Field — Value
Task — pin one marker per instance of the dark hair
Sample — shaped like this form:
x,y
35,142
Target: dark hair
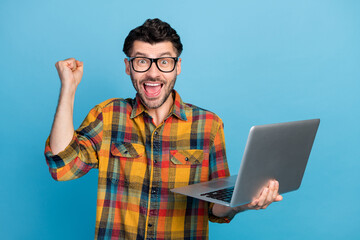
x,y
153,31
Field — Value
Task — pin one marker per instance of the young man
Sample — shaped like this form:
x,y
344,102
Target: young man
x,y
145,146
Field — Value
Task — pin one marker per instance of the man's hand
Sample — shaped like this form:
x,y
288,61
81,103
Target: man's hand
x,y
269,194
70,72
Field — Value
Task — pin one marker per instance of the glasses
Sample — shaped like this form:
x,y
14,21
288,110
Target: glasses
x,y
143,64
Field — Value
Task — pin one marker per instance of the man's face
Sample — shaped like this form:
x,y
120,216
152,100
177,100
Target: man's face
x,y
153,86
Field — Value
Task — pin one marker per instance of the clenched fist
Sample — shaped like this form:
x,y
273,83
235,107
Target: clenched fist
x,y
70,72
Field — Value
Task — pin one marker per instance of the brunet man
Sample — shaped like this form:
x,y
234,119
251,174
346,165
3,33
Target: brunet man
x,y
145,146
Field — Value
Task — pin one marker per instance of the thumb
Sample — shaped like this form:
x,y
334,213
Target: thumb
x,y
79,66
278,198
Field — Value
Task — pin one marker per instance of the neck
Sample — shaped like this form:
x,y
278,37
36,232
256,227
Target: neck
x,y
159,114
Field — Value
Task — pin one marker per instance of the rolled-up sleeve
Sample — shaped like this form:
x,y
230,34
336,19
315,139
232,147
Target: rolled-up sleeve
x,y
81,154
218,167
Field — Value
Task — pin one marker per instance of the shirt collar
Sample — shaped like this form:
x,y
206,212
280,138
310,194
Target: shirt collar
x,y
178,108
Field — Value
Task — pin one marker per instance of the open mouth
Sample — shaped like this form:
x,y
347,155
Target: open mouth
x,y
152,89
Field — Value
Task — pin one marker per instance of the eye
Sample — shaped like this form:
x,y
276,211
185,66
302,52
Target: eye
x,y
164,62
142,61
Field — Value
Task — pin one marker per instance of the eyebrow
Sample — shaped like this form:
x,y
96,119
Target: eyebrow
x,y
140,54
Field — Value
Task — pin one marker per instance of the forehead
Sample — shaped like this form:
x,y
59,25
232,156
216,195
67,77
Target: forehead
x,y
155,50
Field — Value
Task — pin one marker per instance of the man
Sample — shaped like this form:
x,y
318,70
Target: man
x,y
144,147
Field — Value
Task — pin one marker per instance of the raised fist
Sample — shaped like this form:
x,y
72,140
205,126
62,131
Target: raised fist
x,y
70,72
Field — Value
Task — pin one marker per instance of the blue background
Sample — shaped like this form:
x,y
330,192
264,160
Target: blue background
x,y
251,62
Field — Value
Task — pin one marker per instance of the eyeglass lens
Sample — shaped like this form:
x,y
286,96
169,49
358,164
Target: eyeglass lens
x,y
165,64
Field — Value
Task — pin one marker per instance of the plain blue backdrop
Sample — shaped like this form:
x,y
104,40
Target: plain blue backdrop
x,y
249,61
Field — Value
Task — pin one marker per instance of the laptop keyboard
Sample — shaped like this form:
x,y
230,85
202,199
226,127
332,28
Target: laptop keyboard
x,y
222,194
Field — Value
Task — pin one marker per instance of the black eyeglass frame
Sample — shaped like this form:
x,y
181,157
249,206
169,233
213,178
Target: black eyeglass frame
x,y
131,59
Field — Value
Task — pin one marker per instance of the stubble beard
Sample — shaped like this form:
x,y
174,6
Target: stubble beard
x,y
168,87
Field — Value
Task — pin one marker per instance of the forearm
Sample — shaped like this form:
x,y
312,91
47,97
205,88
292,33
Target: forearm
x,y
63,128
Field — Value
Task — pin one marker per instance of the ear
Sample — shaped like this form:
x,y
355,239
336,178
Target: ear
x,y
178,66
127,66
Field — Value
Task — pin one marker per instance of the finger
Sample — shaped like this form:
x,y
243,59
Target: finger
x,y
79,65
278,198
70,63
253,204
272,191
263,197
276,192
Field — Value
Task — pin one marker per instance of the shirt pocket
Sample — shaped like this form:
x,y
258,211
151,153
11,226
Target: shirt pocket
x,y
187,157
185,167
127,163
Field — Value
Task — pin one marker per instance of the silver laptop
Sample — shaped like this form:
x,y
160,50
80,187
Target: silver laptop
x,y
274,151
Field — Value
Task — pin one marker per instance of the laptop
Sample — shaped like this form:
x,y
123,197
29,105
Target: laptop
x,y
274,151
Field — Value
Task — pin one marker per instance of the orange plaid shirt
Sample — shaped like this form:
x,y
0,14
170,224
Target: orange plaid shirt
x,y
139,163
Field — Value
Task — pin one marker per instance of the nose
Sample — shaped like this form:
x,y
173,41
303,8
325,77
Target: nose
x,y
153,71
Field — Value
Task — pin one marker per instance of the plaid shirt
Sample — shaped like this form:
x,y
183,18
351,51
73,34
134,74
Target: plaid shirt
x,y
139,163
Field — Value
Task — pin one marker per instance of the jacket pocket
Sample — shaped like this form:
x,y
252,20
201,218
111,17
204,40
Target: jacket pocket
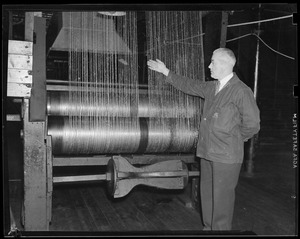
x,y
224,118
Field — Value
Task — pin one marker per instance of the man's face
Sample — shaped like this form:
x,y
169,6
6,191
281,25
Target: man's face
x,y
216,66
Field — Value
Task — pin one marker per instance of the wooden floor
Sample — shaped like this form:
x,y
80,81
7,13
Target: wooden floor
x,y
266,204
81,208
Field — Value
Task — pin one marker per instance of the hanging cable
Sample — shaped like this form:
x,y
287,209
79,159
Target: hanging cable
x,y
292,58
266,20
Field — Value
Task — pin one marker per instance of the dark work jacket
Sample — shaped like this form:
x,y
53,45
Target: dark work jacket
x,y
229,118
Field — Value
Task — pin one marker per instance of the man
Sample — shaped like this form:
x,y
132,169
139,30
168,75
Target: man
x,y
230,117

Instructions for the task:
Go through the listing above and write it all out exactly, leaving out any picture.

Task output:
Field — Value
Task — pin one marker per instance of the dark hair
Sample — shaped like this form:
x,y
35,142
Target: dark hair
x,y
153,31
Field — Value
Task — pin one marker per instance of the young man
Sample — shaped like this form:
x,y
344,102
Target: young man
x,y
145,146
Field — Value
Task — pin one marker per instance of the man's hand
Sample — shaped like this form:
x,y
288,61
81,103
Target: man's hand
x,y
269,194
70,72
Field — Value
Task — pin one marker per instance of the glasses
Sample — shaped like this form:
x,y
14,21
288,110
Target: glasses
x,y
143,64
Field — Value
Task — pin one marker per instance of the man's face
Sample — shaped like this form:
x,y
120,216
152,100
177,100
Target: man's face
x,y
153,86
Field — Value
Task — pin one marker per instance of the clenched fist
Sample — shaped like this form:
x,y
273,83
235,107
Target: clenched fist
x,y
70,72
Field — Value
Task — pin one marker per instance of the brunet man
Sample — shaped like this form:
x,y
234,119
251,174
346,165
3,33
Target: brunet man
x,y
145,146
Field — Value
Task — pin one marker per instance of the thumb
Sample — shaped like this form:
x,y
334,213
Target: thumb
x,y
79,66
278,198
Field — Value
Task — pin one marker per instance of the neck
Sample — shaped like this form:
x,y
278,37
36,232
256,227
Target: neck
x,y
159,114
Field — Value
Task — pin one marker per instance of the rolled-up sleeve
Sample — shaped like this form:
x,y
230,34
336,19
315,139
232,147
Target: rolled-up sleeve
x,y
81,154
218,167
Field — Value
Task — pin one marker per instance of the shirt collar
Sample — shaped like this form:
x,y
206,212
280,138
310,194
Target: shirt collar
x,y
178,108
Field — Value
Task — pin one marker per instance of the open mouth
Sample — shaped like this form:
x,y
347,155
Target: open mouth
x,y
152,89
Field — Value
Task — pin one marker per instance of the eye
Sample — shaped like this form:
x,y
276,211
185,66
302,52
Target: eye
x,y
164,62
142,61
Field — Value
Task — pin one marker per instance of the eyebrow
Sample — shaped like this form:
x,y
96,119
Target: eyebrow
x,y
140,54
Field — Value
Task — pin one marker per instance of the forehead
Sample — shaped like this form:
x,y
59,25
232,156
216,195
67,77
Target: forehead
x,y
155,50
Field — Value
Task — pin one marker per instance of the man
Sample — shaped like this form:
x,y
318,70
Target: man
x,y
144,147
Field — Value
Task — pin one marker per instance of the raised fist
Sample — shaped like this form:
x,y
72,140
205,126
62,131
Target: raised fist
x,y
70,72
Field — Value
Task — pin one marker per instance of the blue background
Sample — shaped like this form:
x,y
330,192
264,160
Target: blue background
x,y
251,62
Field — Value
Task — pin one marker per instance of the eyeglass lens
Sample — shaped like this form:
x,y
286,96
169,49
358,164
Target: eyeglass lens
x,y
165,64
Field — Value
Task — pin one marker per instance of the plain blue backdrop
Sample — shaped like this form:
x,y
104,40
Target: plain blue backdrop
x,y
249,61
Field — Value
Task — pin one marker per instance of the laptop keyboard
Sample — shaped like this form:
x,y
230,85
202,199
226,127
332,28
Target: laptop keyboard
x,y
222,194
Field — Value
Task — pin one marker per instance of the black eyeglass frame
Sample — shaped like this form:
x,y
181,157
249,206
169,233
213,178
Target: black eyeglass frame
x,y
131,59
Field — Value
Task — pin one marker per instance of the stubble beard
Sample — shaped like this form:
x,y
174,6
Target: stubble beard
x,y
168,87
Field — Value
Task — pin one marker per instance of the forearm
Sample — shaped like this form:
x,y
312,91
47,97
205,88
292,33
Target: forearm
x,y
63,128
Field — Value
Task — pin one marker per instance of the ear
Sample — shaped like this form:
x,y
355,239
336,178
Target: ear
x,y
178,66
127,66
Field — Value
Task — pin one marker per instance of the finger
Sample — shaped like this form:
x,y
243,59
Target: finger
x,y
79,65
278,198
70,63
253,204
272,191
263,197
276,192
Field — Value
Task — pin one marker per instance of the shirt pocket
Sample — shaped like this form:
x,y
258,211
151,153
11,226
Target: shirt pocket
x,y
187,157
185,167
127,163
Field — Value
Task — pin one marker per instance of the silver laptop
Sample — shaped like this form:
x,y
160,50
80,187
Target: silver laptop
x,y
274,151
Field — Value
Task — pin one marker per instance of the laptop
Sample — shaped like this form:
x,y
123,197
29,105
Target: laptop
x,y
274,151
Field — Value
Task — pin one marker per instance of the orange plaid shirt
Sample — shaped like this form:
x,y
0,14
170,224
Target: orange plaid shirt
x,y
139,163
Field — Value
Task — pin one marker per instance of the nose
Sample — shaped like this form:
x,y
173,41
303,8
325,77
Target: nose
x,y
153,71
Field — Value
Task — pin one marker per instance of the plaid shirt
Sample — shaped like this form:
x,y
183,18
351,51
73,34
134,74
Target: plaid shirt
x,y
139,163
Field — Value
Task — pin one marker per instance of the jacket pocket
Sample — shaped like this form:
x,y
252,20
201,218
111,17
204,40
Target: jacket pocket
x,y
224,118
Field — Value
Task — pin one marker per instance of the man's face
Sample — shaped like this form:
x,y
169,6
6,191
281,25
Target: man's face
x,y
216,66
Field — Value
Task — pin one marker per instance of the wooden floor
Sample — shaped like this form:
x,y
80,81
7,13
Target: wooden floor
x,y
266,204
81,208
Field — Value
Task — pin one marker per instance of the hanging cable
Sample — shaped like this form:
x,y
287,209
79,159
Target: hanging cable
x,y
292,58
266,20
Field — Value
Task — pin one marker per instance of the dark work jacket
Sample — shaped like this form:
x,y
53,45
Target: dark work jacket
x,y
229,118
Field — Value
Task — pin one marker per instance of the man
Sample — shaped like this form:
x,y
132,169
139,30
168,75
Target: man
x,y
230,117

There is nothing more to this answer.